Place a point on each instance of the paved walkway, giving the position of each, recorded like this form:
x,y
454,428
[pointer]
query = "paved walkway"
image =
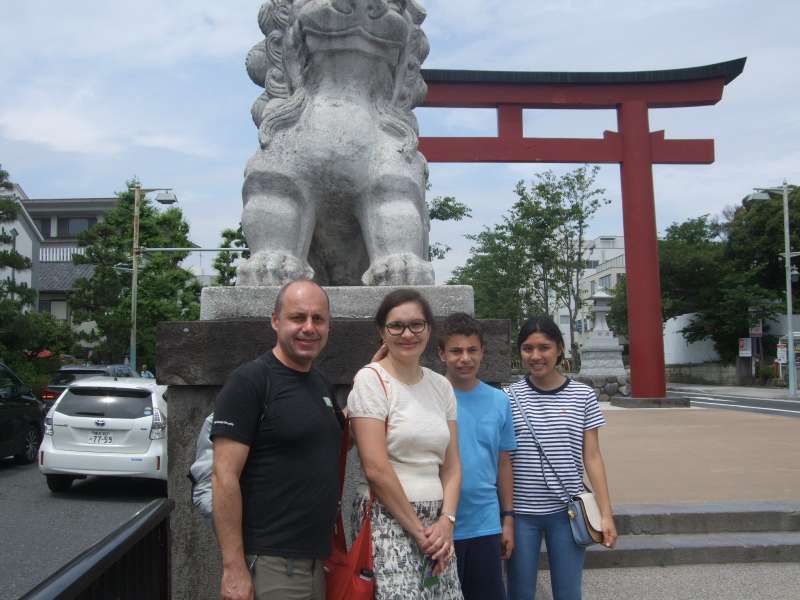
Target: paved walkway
x,y
763,393
763,581
691,455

Exercise — Quote the listing above in full, except for the pictures.

Answer to this exercise —
Place a point on each instance of the paved walkway, giving the position of each, recorded like this form:
x,y
454,428
[pointer]
query = "paved walkway"
image =
Target: paved walkway
x,y
763,393
763,581
691,455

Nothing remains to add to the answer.